Exercise brief: Can you edit the records below so that every "in the shot" becomes "in the frame", with everything else left unchanged?

(Source data)
-- START --

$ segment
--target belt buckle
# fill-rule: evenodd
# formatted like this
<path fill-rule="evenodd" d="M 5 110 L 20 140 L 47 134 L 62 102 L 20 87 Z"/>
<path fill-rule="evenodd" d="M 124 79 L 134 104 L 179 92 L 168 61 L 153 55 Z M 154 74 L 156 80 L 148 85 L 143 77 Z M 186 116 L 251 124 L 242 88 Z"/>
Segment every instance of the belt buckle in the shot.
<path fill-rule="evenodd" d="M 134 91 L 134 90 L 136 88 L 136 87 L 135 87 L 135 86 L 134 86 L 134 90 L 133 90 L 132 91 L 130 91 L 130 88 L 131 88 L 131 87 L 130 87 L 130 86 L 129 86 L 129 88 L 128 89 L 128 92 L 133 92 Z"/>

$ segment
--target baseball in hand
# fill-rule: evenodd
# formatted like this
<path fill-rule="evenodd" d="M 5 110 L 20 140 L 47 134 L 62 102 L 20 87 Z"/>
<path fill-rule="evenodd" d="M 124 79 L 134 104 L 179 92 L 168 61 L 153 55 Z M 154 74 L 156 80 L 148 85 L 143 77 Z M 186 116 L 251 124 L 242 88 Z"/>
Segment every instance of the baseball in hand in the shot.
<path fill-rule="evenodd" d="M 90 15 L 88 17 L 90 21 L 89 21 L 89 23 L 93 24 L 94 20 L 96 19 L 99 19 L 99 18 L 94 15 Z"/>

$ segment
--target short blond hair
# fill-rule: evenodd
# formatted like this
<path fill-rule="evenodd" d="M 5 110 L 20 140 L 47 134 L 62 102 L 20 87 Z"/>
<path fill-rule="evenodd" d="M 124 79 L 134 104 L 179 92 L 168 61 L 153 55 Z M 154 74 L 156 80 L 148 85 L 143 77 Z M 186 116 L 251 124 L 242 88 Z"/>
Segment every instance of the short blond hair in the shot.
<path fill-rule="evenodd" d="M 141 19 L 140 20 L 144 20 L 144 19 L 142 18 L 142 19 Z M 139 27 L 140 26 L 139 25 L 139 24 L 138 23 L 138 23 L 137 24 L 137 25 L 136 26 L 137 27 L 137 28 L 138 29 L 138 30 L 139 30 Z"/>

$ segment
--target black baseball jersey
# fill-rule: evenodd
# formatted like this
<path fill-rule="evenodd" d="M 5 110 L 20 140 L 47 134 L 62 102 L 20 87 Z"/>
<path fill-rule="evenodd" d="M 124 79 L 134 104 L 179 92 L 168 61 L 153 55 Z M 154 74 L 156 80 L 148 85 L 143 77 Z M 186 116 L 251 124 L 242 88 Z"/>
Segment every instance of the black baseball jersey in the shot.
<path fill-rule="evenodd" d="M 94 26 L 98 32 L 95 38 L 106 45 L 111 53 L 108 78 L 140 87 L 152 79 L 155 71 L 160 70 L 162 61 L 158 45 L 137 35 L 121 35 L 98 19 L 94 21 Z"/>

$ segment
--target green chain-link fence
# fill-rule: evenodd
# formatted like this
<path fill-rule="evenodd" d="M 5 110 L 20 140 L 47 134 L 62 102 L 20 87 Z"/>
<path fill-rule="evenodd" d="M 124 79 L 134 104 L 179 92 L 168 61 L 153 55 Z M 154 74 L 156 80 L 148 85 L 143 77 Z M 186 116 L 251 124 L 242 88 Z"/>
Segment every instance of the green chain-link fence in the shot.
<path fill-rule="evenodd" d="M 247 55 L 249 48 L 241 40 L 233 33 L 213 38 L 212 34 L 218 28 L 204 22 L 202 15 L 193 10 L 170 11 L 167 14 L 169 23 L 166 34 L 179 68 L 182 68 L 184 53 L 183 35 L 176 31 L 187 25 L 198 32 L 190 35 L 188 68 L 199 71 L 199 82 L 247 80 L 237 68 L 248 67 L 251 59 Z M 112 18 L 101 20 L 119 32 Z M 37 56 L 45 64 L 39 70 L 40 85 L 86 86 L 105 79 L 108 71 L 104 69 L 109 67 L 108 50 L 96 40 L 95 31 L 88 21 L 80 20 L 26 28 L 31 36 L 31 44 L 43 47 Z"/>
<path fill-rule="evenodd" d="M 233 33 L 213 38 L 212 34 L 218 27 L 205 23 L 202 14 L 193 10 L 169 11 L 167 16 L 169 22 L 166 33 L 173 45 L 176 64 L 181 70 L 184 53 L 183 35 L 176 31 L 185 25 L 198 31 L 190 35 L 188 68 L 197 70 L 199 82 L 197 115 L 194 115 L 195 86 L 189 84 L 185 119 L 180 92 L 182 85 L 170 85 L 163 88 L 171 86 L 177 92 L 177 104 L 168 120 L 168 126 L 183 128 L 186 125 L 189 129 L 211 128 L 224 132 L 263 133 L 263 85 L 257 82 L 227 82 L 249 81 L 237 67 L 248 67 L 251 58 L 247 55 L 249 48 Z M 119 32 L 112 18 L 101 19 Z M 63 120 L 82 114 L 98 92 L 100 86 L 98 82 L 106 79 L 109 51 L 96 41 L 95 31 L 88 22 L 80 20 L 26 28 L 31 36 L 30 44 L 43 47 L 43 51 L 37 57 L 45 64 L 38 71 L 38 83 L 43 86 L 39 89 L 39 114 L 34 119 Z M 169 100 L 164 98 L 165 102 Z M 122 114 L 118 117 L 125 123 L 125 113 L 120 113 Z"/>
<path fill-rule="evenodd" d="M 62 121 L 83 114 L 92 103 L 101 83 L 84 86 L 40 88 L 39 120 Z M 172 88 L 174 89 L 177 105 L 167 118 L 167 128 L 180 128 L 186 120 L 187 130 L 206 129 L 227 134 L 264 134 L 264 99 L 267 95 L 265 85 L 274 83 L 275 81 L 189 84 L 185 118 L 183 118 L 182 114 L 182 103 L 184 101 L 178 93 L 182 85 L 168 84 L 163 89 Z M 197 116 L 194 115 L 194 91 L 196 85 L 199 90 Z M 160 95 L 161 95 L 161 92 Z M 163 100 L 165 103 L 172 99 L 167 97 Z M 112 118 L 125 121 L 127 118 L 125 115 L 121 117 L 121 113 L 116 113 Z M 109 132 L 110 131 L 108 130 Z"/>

-- END --

The output:
$ segment
--target belt buckle
# fill-rule: evenodd
# formatted like this
<path fill-rule="evenodd" d="M 5 110 L 20 140 L 47 134 L 62 102 L 20 87 Z"/>
<path fill-rule="evenodd" d="M 124 79 L 134 104 L 179 92 L 168 61 L 153 55 Z M 154 74 L 156 80 L 148 85 L 143 77 Z M 186 116 L 251 124 L 242 88 Z"/>
Segment every instance of the belt buckle in the frame.
<path fill-rule="evenodd" d="M 134 91 L 134 90 L 136 88 L 136 87 L 135 87 L 135 86 L 134 86 L 134 90 L 133 90 L 132 91 L 130 91 L 130 88 L 131 88 L 131 87 L 130 87 L 130 86 L 129 86 L 129 88 L 128 89 L 128 92 L 133 92 Z"/>

$ segment
--target baseball in hand
# fill-rule: evenodd
# formatted like this
<path fill-rule="evenodd" d="M 5 110 L 20 140 L 47 134 L 62 102 L 20 87 Z"/>
<path fill-rule="evenodd" d="M 124 79 L 134 104 L 179 92 L 168 61 L 153 55 Z M 154 74 L 156 80 L 148 85 L 143 77 Z M 186 116 L 251 124 L 242 88 Z"/>
Segment every instance of the baseball in hand in the frame.
<path fill-rule="evenodd" d="M 90 15 L 88 17 L 90 21 L 89 21 L 89 23 L 93 24 L 94 20 L 96 19 L 99 19 L 99 18 L 94 15 Z"/>

$ segment
--target short blond hair
# fill-rule: evenodd
# formatted like this
<path fill-rule="evenodd" d="M 5 110 L 20 140 L 47 134 L 62 102 L 20 87 Z"/>
<path fill-rule="evenodd" d="M 124 79 L 134 104 L 179 92 L 168 61 L 153 55 Z M 154 74 L 156 80 L 148 85 L 143 77 Z M 186 116 L 251 124 L 242 88 Z"/>
Segment every instance of the short blond hair in the frame.
<path fill-rule="evenodd" d="M 141 19 L 140 20 L 144 20 L 144 19 L 142 18 L 142 19 Z M 139 27 L 140 26 L 139 25 L 139 24 L 138 23 L 138 23 L 137 24 L 137 25 L 136 26 L 137 27 L 137 28 L 138 29 L 138 30 L 139 30 Z"/>

$ segment
--target black baseball jersey
# fill-rule: evenodd
# formatted like this
<path fill-rule="evenodd" d="M 5 110 L 20 140 L 47 134 L 62 102 L 20 87 Z"/>
<path fill-rule="evenodd" d="M 124 79 L 134 104 L 179 92 L 168 61 L 153 55 Z M 154 74 L 156 80 L 148 85 L 143 77 Z M 186 116 L 251 124 L 242 88 Z"/>
Segment every instance of the black baseball jersey in the frame.
<path fill-rule="evenodd" d="M 94 26 L 98 32 L 95 38 L 106 45 L 111 53 L 108 78 L 140 87 L 152 79 L 155 71 L 160 70 L 162 61 L 158 45 L 137 35 L 121 35 L 98 19 L 94 21 Z"/>

$ segment
--target green chain-link fence
# fill-rule: evenodd
# formatted like this
<path fill-rule="evenodd" d="M 5 110 L 20 140 L 47 134 L 62 102 L 20 87 Z"/>
<path fill-rule="evenodd" d="M 124 79 L 134 104 L 179 92 L 168 61 L 153 55 Z M 154 74 L 156 80 L 148 85 L 143 77 Z M 186 116 L 251 124 L 242 88 Z"/>
Segment every instance of the green chain-link fence in the frame.
<path fill-rule="evenodd" d="M 247 55 L 249 48 L 241 40 L 233 33 L 213 38 L 212 34 L 218 28 L 204 22 L 202 15 L 193 10 L 170 11 L 167 14 L 169 23 L 166 34 L 179 68 L 182 68 L 184 53 L 183 35 L 176 31 L 187 25 L 198 32 L 190 35 L 188 68 L 199 71 L 199 82 L 247 80 L 237 68 L 248 67 L 251 59 Z M 112 18 L 101 20 L 119 32 Z M 37 56 L 45 64 L 39 70 L 40 85 L 86 86 L 105 79 L 108 71 L 104 69 L 109 67 L 108 50 L 96 40 L 95 31 L 88 21 L 80 20 L 26 28 L 31 36 L 31 44 L 43 47 Z"/>
<path fill-rule="evenodd" d="M 233 33 L 213 38 L 212 34 L 218 27 L 205 23 L 202 14 L 193 10 L 169 11 L 167 16 L 169 22 L 166 33 L 173 45 L 176 64 L 181 70 L 184 53 L 183 35 L 176 31 L 185 25 L 198 31 L 190 35 L 188 68 L 197 70 L 199 82 L 197 115 L 194 115 L 195 86 L 189 84 L 185 119 L 180 92 L 182 85 L 170 85 L 163 88 L 171 86 L 177 92 L 177 104 L 168 120 L 168 126 L 183 128 L 186 125 L 189 129 L 211 128 L 224 132 L 263 133 L 263 85 L 257 82 L 227 82 L 249 81 L 237 67 L 248 67 L 251 58 L 247 55 L 249 48 Z M 119 32 L 112 18 L 101 19 Z M 63 120 L 82 114 L 98 92 L 100 86 L 98 82 L 106 79 L 109 51 L 96 41 L 95 31 L 88 22 L 80 20 L 26 28 L 31 36 L 30 44 L 43 47 L 43 51 L 37 57 L 45 64 L 38 71 L 38 83 L 43 86 L 39 89 L 39 114 L 34 119 Z M 169 100 L 164 98 L 165 102 Z M 122 114 L 118 117 L 125 123 L 125 113 L 120 113 Z"/>
<path fill-rule="evenodd" d="M 62 121 L 83 114 L 92 103 L 101 83 L 84 86 L 40 88 L 39 120 Z M 172 88 L 174 89 L 177 105 L 167 118 L 167 128 L 180 128 L 186 120 L 187 130 L 206 129 L 227 134 L 264 134 L 264 99 L 267 95 L 265 85 L 274 83 L 275 81 L 189 84 L 185 118 L 183 118 L 182 114 L 182 103 L 184 101 L 178 93 L 182 85 L 168 84 L 163 89 Z M 197 116 L 194 115 L 194 91 L 196 85 L 199 90 Z M 160 95 L 161 95 L 161 92 Z M 163 100 L 165 103 L 172 99 L 167 97 Z M 112 118 L 125 121 L 127 118 L 125 115 L 121 117 L 121 113 L 116 113 Z M 109 132 L 110 131 L 108 130 Z"/>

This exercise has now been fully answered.